# [Source text]
▬▬▬

Many buildings rely on legacy systems that sit on the network, unmanaged and insecure. They rarely meet modern cyber requirements or insurance expectations.
After practical completion, lighting control is often out of sight and out of mind. The system keeps running, but it may no longer be controlled, monitored or secured. Over time this creates real cyber, operational and insurance risks for the building owner and occupier.
Access & security
Many systems use one site-wide password. It is emailed, written down and shared with contractors and tenants.
No per-user accounts or roles.
No activity logging or change history.
Ex-employees often still know the password.
Passwords are sometimes stored in plain text in job folders or emails.


Remote access
To allow support, many sites have TeamViewer, LogMeIn, RDP or similar permanently enabled on the head-end PC.
Remote access is often outside IT’s normal controls.
Opens a direct path from the internet into the building network.
Difficult to track who connected and what was changed.

▬▬▬

# [Extracted entries]
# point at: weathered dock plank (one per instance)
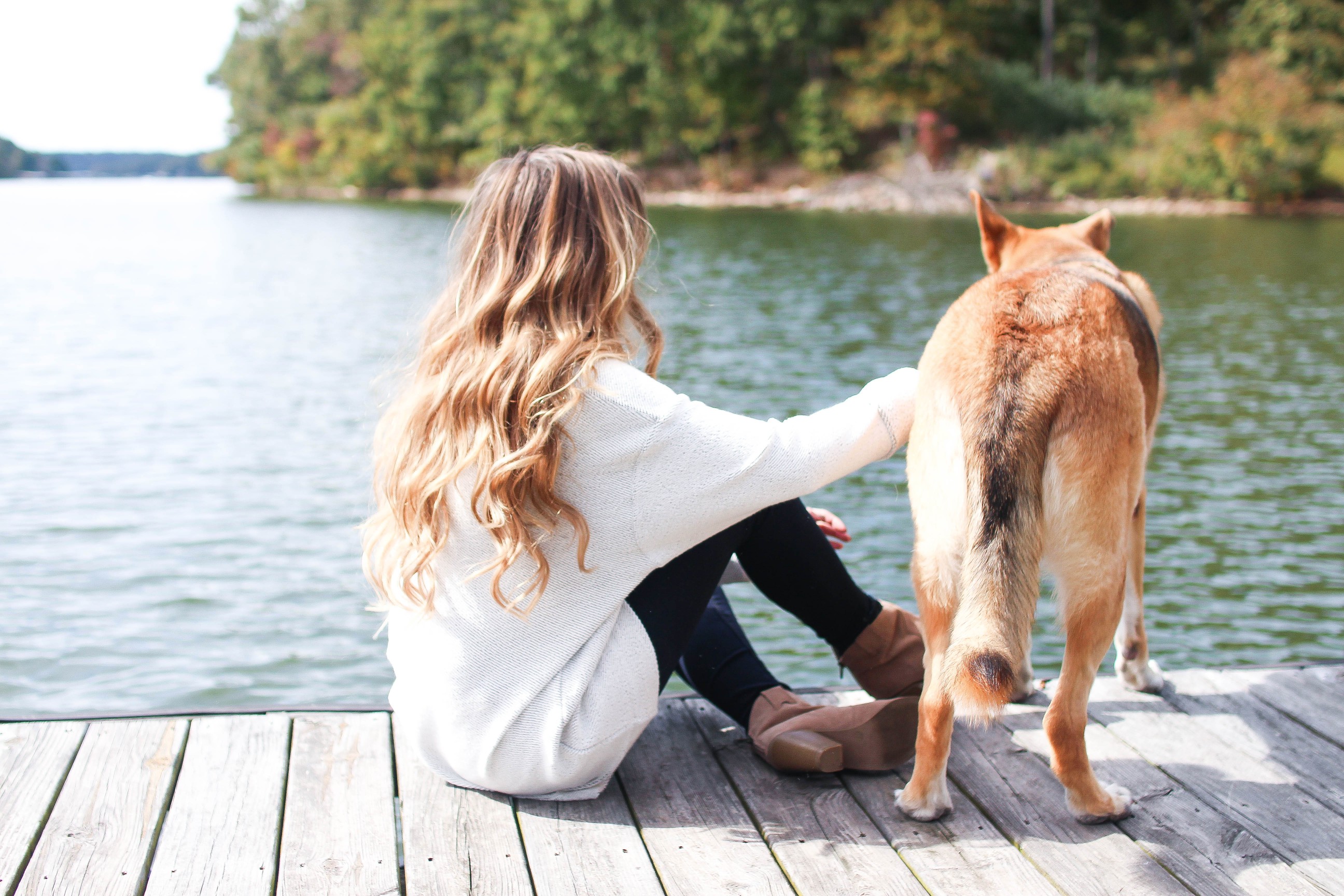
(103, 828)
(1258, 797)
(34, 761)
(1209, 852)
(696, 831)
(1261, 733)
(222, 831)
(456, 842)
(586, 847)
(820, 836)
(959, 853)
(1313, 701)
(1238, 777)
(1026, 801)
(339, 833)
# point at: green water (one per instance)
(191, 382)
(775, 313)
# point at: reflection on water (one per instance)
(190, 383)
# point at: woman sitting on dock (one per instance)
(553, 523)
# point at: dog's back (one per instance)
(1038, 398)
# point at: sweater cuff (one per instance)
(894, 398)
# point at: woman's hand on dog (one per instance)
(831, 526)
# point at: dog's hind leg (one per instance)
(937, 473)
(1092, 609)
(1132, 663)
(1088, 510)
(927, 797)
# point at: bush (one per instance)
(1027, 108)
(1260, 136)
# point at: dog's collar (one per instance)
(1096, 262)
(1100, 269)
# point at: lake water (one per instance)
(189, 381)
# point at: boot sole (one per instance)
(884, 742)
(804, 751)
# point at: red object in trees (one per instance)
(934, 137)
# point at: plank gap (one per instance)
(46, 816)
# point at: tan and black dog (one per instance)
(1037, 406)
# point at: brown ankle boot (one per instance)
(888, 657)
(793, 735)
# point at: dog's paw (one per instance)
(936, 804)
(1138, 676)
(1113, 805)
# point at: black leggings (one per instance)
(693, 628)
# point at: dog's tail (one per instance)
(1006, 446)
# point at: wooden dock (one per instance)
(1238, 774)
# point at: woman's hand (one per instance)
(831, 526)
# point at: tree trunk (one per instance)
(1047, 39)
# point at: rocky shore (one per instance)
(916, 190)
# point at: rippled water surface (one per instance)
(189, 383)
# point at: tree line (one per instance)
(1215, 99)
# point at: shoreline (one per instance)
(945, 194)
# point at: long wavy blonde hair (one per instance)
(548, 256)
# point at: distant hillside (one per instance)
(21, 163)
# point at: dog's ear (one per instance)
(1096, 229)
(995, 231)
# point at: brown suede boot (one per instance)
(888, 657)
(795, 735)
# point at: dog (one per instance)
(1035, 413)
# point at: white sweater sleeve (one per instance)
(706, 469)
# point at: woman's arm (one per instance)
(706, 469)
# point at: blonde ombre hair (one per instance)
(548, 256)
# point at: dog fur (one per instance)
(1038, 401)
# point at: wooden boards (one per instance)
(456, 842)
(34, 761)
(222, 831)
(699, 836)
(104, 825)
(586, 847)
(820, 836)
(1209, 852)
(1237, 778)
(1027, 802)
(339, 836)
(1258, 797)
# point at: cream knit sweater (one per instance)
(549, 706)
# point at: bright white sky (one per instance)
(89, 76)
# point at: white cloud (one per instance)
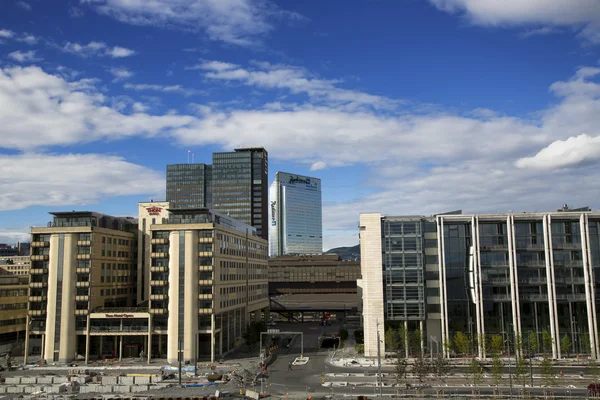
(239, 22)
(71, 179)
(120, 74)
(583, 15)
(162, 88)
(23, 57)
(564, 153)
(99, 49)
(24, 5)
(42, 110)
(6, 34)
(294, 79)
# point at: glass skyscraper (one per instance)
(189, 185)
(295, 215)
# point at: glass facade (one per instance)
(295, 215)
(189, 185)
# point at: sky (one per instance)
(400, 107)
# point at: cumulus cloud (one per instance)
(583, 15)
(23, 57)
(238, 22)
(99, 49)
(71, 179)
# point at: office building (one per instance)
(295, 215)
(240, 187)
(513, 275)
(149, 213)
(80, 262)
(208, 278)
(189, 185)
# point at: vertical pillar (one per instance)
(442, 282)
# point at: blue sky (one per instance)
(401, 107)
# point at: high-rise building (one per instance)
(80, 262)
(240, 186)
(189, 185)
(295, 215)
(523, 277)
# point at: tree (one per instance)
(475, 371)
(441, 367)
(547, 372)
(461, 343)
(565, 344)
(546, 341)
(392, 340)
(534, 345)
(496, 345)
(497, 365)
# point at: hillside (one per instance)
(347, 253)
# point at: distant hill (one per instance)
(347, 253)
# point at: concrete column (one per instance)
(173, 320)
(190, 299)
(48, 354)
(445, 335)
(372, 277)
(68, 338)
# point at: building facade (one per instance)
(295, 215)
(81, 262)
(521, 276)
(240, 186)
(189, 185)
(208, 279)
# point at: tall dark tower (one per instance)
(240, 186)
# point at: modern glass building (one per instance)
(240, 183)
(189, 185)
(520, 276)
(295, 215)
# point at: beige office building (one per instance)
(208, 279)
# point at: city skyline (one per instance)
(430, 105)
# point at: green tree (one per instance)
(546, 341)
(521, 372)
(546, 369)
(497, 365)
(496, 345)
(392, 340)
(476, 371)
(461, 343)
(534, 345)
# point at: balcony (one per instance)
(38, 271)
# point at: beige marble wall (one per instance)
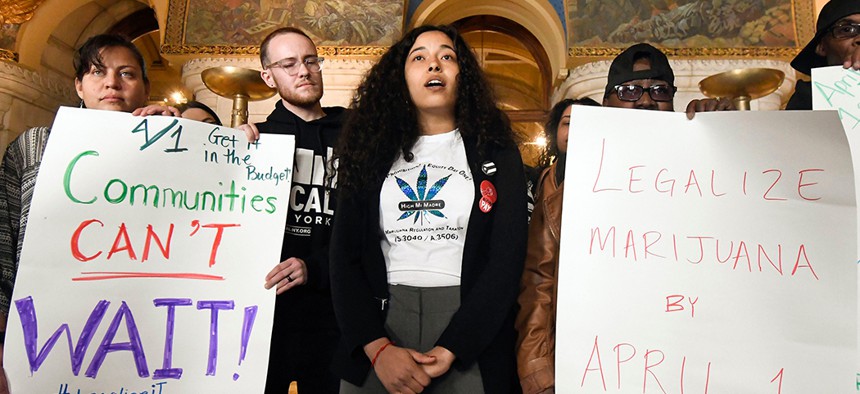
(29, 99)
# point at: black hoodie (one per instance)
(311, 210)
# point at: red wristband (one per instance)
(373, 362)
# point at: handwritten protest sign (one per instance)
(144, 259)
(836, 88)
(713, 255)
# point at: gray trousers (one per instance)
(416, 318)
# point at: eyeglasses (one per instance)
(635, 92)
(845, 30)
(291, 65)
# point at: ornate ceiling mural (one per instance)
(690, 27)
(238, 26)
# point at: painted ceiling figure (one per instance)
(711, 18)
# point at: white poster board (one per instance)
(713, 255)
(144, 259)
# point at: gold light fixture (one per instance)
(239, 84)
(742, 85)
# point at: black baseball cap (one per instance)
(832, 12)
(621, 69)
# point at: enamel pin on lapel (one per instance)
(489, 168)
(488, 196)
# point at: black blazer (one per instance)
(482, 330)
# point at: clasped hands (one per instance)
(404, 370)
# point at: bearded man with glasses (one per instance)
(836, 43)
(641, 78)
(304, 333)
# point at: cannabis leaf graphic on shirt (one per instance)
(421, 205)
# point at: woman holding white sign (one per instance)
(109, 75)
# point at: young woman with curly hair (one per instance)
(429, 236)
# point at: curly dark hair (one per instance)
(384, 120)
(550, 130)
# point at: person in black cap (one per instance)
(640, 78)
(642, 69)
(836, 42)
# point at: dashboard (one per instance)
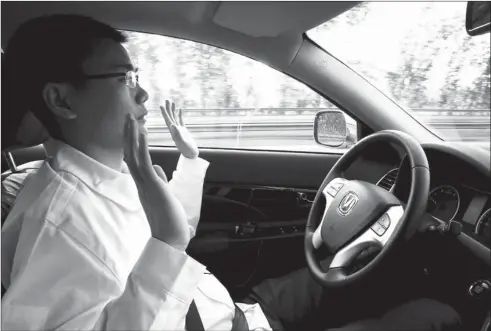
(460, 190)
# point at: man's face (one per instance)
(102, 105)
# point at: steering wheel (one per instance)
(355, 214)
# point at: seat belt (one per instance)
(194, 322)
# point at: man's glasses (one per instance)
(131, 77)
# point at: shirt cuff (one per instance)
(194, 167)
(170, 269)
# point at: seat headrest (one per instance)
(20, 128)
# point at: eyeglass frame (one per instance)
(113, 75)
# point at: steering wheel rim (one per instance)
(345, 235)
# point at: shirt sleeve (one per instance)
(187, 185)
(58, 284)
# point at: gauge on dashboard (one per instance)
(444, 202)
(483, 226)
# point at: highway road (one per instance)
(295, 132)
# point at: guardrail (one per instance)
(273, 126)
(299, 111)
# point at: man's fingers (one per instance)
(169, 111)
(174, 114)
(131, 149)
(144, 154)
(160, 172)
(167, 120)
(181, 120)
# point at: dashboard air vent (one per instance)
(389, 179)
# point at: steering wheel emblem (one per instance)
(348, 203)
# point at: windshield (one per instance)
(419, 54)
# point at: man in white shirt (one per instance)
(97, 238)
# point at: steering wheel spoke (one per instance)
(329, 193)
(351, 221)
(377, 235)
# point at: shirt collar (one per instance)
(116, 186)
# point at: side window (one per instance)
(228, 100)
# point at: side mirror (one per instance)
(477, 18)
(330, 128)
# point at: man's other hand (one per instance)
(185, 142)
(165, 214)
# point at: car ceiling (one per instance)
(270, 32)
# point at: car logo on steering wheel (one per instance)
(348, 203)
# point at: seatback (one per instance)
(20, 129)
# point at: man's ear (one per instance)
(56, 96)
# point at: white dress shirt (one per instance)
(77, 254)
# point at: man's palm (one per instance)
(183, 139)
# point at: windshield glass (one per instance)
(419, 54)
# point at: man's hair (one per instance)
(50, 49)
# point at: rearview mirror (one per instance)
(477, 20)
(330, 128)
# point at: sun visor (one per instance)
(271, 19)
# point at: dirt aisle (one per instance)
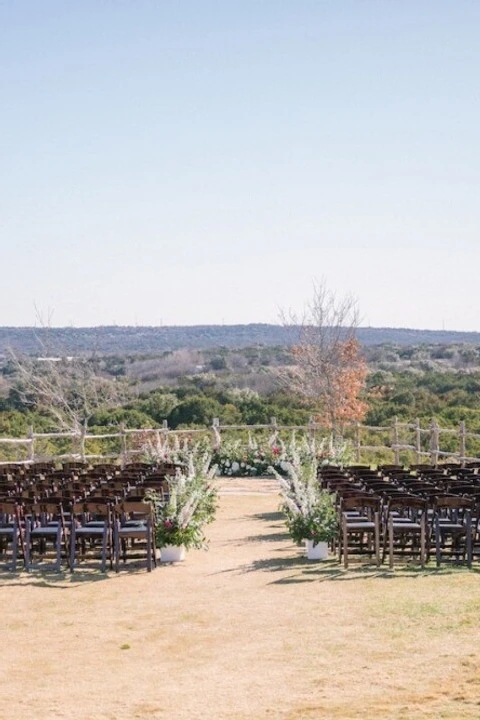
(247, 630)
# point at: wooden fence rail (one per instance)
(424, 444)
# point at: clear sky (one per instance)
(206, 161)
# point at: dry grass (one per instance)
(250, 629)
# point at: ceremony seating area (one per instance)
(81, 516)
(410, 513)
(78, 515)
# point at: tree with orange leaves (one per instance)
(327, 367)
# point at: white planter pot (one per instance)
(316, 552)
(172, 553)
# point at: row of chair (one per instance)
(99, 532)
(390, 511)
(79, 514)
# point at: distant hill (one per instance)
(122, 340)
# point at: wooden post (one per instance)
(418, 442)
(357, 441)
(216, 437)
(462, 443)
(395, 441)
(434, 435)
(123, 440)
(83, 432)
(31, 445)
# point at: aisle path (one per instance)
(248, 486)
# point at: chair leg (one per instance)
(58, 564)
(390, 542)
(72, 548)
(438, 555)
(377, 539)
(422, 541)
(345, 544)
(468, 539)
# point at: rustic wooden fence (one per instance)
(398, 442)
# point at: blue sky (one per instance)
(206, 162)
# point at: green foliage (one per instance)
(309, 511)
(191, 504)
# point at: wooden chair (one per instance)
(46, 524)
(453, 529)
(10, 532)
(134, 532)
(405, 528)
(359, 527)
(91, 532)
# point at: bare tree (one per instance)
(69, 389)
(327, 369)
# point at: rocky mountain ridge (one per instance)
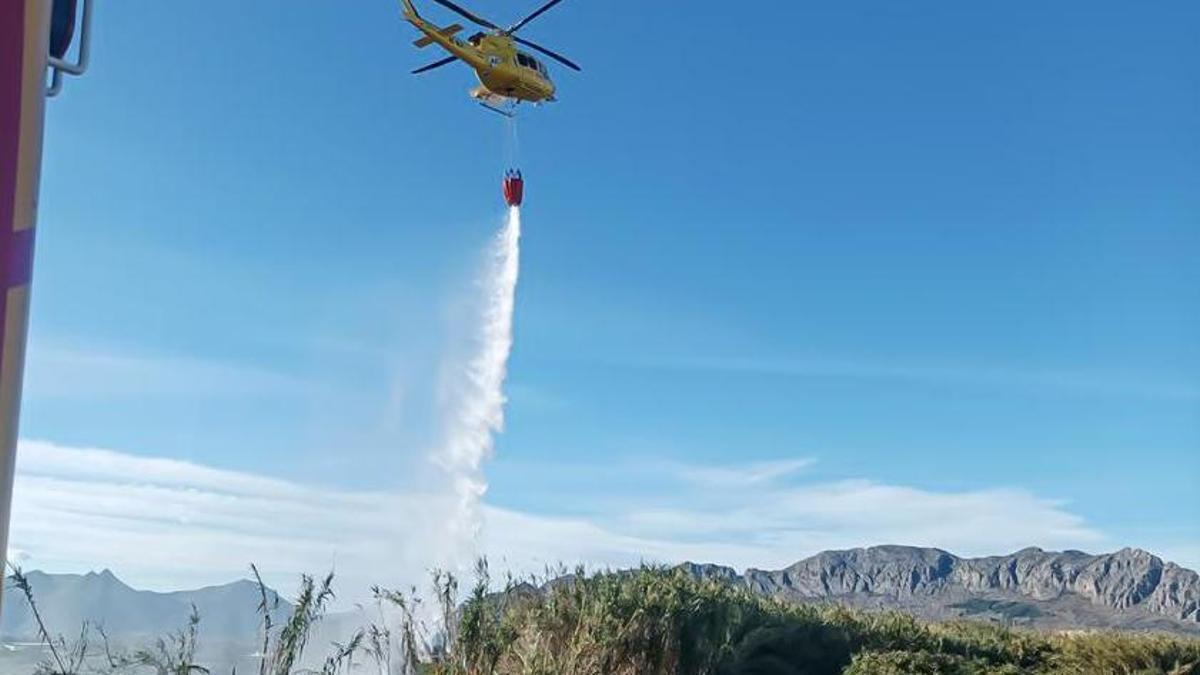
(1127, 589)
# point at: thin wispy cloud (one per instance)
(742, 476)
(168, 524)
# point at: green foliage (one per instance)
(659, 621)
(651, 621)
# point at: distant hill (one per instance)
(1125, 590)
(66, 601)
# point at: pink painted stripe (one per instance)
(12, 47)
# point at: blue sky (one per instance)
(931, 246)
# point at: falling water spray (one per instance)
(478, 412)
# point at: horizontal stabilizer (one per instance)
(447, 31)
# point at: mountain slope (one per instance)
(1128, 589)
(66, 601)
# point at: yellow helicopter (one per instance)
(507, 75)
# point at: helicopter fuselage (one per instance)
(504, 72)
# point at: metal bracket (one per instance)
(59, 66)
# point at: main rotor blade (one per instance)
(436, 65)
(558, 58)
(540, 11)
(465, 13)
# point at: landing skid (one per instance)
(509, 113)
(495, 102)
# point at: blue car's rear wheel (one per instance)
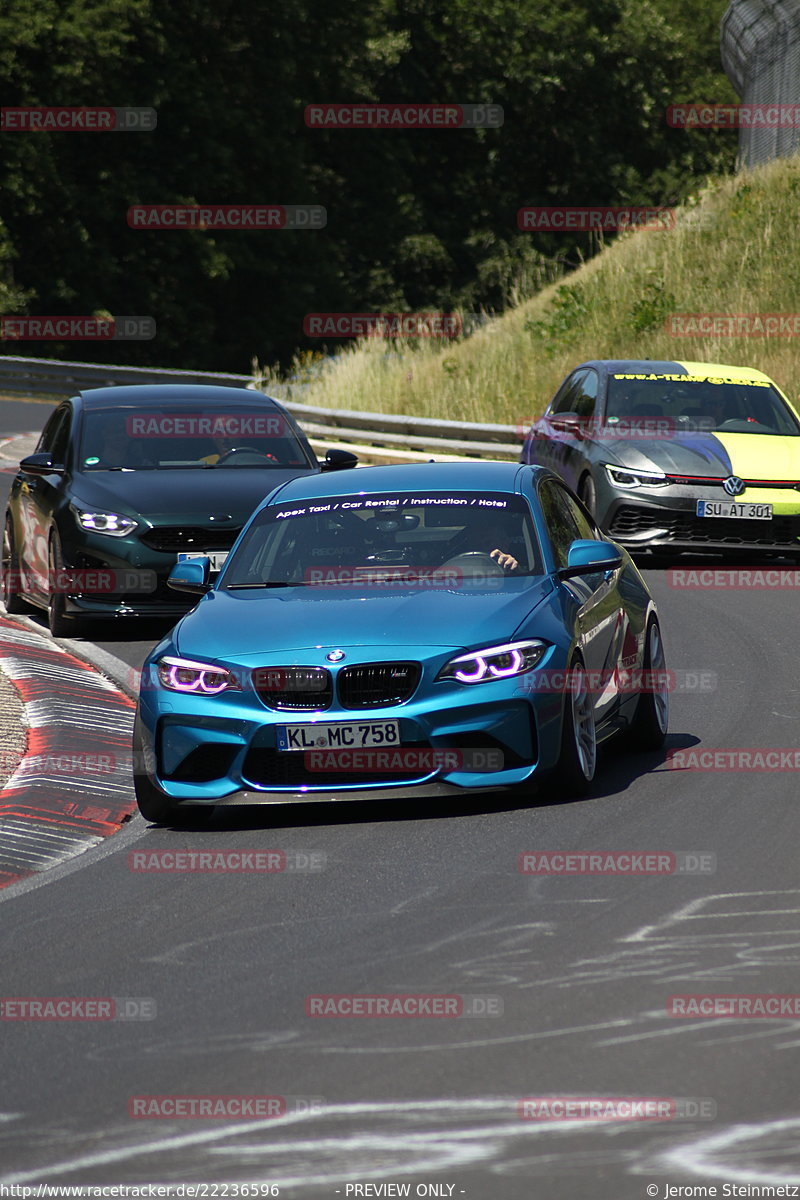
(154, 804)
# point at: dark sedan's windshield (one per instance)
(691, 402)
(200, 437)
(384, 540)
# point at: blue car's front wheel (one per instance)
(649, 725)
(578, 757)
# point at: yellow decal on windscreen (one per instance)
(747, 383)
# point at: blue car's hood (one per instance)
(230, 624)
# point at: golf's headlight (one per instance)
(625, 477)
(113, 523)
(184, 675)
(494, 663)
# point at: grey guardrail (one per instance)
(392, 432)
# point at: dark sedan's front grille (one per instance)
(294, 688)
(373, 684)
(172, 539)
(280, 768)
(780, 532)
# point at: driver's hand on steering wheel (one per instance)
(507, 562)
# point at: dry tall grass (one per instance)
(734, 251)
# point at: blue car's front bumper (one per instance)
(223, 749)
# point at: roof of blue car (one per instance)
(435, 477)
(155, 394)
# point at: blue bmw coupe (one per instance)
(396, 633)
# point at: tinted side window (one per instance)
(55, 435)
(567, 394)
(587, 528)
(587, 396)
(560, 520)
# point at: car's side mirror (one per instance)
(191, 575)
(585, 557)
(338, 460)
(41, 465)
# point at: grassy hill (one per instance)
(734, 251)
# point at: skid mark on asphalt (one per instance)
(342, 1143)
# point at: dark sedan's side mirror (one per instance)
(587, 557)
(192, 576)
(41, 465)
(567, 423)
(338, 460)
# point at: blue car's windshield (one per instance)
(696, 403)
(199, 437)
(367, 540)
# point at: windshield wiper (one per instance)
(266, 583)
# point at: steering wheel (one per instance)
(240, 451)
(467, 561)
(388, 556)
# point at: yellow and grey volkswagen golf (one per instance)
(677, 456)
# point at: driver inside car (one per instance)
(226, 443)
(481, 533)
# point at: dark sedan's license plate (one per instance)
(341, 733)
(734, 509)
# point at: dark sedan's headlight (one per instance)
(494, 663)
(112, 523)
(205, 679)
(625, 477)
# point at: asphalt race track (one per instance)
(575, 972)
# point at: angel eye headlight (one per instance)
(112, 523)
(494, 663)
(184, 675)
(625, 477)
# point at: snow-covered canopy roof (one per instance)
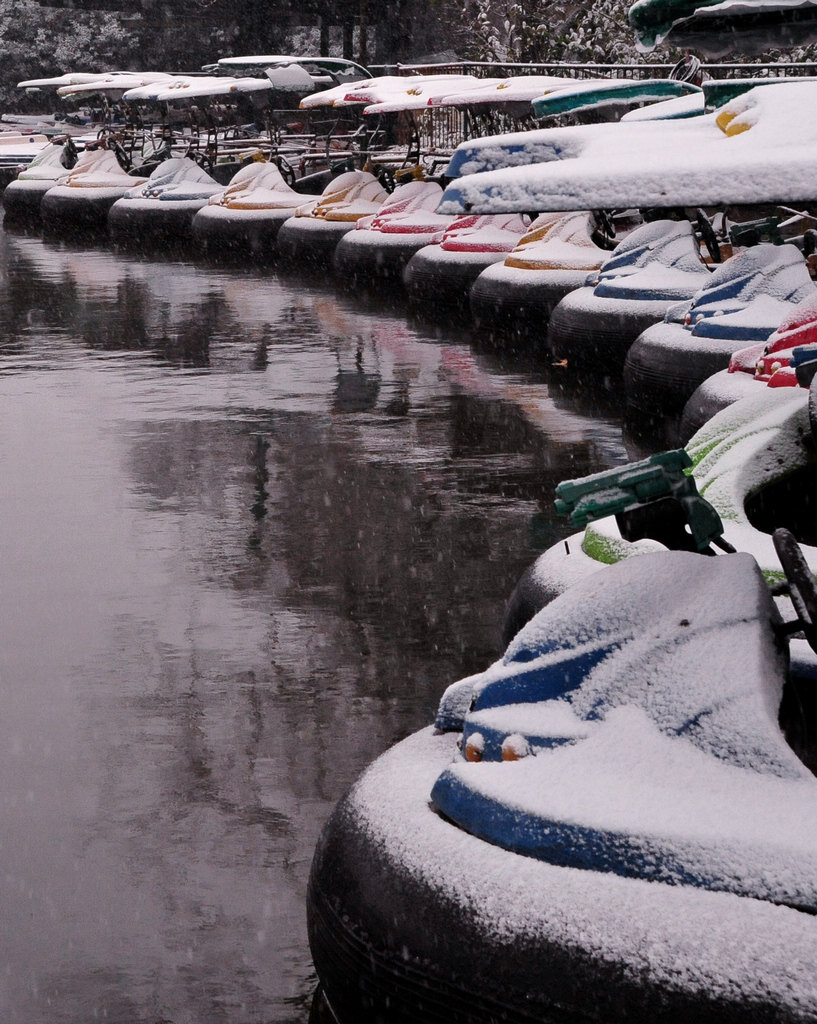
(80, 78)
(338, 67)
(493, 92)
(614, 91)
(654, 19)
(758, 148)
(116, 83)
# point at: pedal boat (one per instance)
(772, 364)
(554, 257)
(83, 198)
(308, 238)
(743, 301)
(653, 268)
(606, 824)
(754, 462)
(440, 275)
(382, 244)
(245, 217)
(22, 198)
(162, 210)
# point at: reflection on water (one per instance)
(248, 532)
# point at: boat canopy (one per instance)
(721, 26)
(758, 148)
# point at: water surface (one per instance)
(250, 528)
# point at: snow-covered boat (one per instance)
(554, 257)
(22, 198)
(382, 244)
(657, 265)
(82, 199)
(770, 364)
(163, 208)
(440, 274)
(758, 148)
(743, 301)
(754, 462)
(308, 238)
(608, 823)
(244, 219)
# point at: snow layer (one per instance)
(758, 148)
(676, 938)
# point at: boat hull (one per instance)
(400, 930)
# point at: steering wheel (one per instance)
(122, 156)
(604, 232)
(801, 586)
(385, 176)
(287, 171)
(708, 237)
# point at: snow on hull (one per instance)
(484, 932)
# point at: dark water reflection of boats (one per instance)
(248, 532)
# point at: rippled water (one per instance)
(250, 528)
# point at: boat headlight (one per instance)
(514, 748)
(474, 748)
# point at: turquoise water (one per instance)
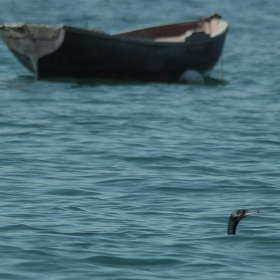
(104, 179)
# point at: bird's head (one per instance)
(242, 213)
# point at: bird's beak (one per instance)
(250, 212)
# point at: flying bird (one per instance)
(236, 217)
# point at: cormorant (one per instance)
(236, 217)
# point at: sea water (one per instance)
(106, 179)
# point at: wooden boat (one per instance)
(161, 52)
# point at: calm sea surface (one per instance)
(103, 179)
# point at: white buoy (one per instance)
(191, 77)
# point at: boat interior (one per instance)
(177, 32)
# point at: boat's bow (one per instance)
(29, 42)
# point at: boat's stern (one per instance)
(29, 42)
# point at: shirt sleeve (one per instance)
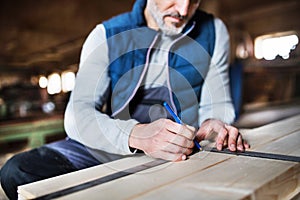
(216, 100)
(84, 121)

▬▬▬

# [Task set]
- a) In the rows, starting with the line that contains "# point at: boat's bow (one per instance)" and going on through the end of the rows, switch "boat's" to "vessel's" and give those lines again with nothing else changed. Leave out the pictures.
- b) Continue the text on legacy lighting control risks from where it stops.
The text about lighting control risks and the rows are unrelated material.

# [The answers]
- a)
# point at: vessel's bow (one per instance)
(29, 42)
# point at: vessel's stern (one per instance)
(29, 42)
# point at: shirt sleeve (one per instance)
(216, 100)
(84, 121)

- b)
The addition of network dongles or internet connections direclty on the Server or embedded controllers without IT’s knowledge
Compliance & insurance
Many cyber insurance policies require that servers are:
Under current warranty or support.
Patched within a defined timeframe after updates are released.
Protected with user authentication and access control.
A forgotten, out-of-support head-end PC or controller can become an unmanaged attack vector that may jeopardise cover.


Lifecycle & maintenance
Lighting servers or controllers are often:
Running unsupported versions of Windows, Linux or Windows CE.
No longer under warranty or hardware support.
Rarely patched or monitored by IT.
Sharing networks with HVAC, lifts, fire and other critical systems.
Contractors working on other services may introduce internet or external connections or otherwise expose the network.
High likelihood of exposure over the building’s service life.
User management
When staff or contractors leave, their access to lighting control is rarely revoked.


Backups & resilience
Lighting systems are rarely backed up in line with IT policy.
Projects and configuration files often live on a single PC.
Stolen, damaged or corrupted machines cause long outages.
Recovery can be costly and slow, if it is possible at all.
Threat protection
Many legacy systems (controllers and servers):
Do not run up-to-date endpoint protection.
Are not actively monitored for threats.
May be vulnerable to malware arriving via email, USB or the network.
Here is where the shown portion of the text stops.